Collected data entries

-----

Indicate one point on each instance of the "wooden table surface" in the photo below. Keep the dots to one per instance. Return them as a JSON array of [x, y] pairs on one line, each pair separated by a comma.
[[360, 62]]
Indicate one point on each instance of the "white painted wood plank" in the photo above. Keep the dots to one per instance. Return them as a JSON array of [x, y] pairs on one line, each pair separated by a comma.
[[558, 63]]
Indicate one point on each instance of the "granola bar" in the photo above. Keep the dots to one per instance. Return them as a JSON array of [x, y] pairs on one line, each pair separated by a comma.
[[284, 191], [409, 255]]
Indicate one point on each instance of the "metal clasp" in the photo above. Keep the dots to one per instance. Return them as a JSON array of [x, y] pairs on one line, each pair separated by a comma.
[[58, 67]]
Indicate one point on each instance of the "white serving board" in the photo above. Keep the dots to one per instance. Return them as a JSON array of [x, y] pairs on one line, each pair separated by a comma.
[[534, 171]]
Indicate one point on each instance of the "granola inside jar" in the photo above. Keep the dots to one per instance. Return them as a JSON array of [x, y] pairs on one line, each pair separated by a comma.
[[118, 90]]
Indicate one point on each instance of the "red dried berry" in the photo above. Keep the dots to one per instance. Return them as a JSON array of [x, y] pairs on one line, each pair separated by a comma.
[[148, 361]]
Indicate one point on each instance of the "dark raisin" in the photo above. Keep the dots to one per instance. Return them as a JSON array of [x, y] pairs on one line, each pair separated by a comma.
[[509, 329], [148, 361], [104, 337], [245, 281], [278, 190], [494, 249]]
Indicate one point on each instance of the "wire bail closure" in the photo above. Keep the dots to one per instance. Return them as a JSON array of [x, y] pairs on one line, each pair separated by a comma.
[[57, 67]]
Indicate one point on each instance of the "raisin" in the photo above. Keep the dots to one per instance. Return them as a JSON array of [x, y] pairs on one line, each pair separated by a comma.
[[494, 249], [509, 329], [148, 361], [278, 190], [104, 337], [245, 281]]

-----

EXERCISE AIM: Exactly as they appear above, return all of the records.

TASK RESPONSE:
Indicate one point on each instance of the "wooden table surface" in the photo below. Keep the dots to one per instance. Return them as a JSON array of [x, y] pairs on one line, each pair separated by a comma.
[[360, 62]]
Indicate one point on each instance of the "white painted wood plank" in the photo above. Keep the dots to one per instance. Return them as a JSON array of [x, y] pairs on one line, each pair separated by a comma.
[[558, 63]]
Indicate one point on each instance of the "granola bar" in the photo above. Keep the dots to one per instance. Return them as a JSON array of [x, y] pairs on one line, each pair separated by a comma.
[[284, 191], [409, 255]]
Indicate one point on each instance of the "metal clasp" in the photo above. Keep the dots to one per instance. Return them as a JSON array of [x, y] pairs on one line, each pair separated by a comma.
[[58, 67]]
Indicate one point on each instance of the "white serving board" in the photo above. Keep the dots to one per instance. Return them as a JSON array of [x, y] pairs on one line, each pair separated by a comma.
[[534, 171]]
Indicate one point on each instance of the "granola inside jar" in the photo above. Keep the dots to one per instance. Return them as a JSON array of [x, y] pairs on one line, each pair separated by a comma.
[[118, 90]]
Indicate one point on each instance of the "red dried berry" in the photo above. Keep the dots to one per instance. Return them as a JSON array of [x, y] pairs on one line, each pair separated by a comma.
[[148, 361]]
Indicate one point on each instance of the "dark raisin" in the photo above. Keep the dots to one per instance. Return them as a JSON array of [x, y] pairs on one line, each pair separated by a comma.
[[509, 329], [148, 361], [104, 337], [245, 281], [278, 190], [494, 249]]
Indicate one point on each instance of the "wire bail closure" in the photo above. Keep the dots to one per instance. Return them as a JSON array of [x, y] pairs on one line, each pair separated by a comma.
[[57, 67]]
Indicate one point on each instance of the "raisin" in the photo above. Keep the dots to one per instance. Return them as a JSON array of [x, y] pairs on one line, each pair separated by a comma.
[[494, 249], [509, 329], [148, 361], [278, 190], [104, 337], [245, 281]]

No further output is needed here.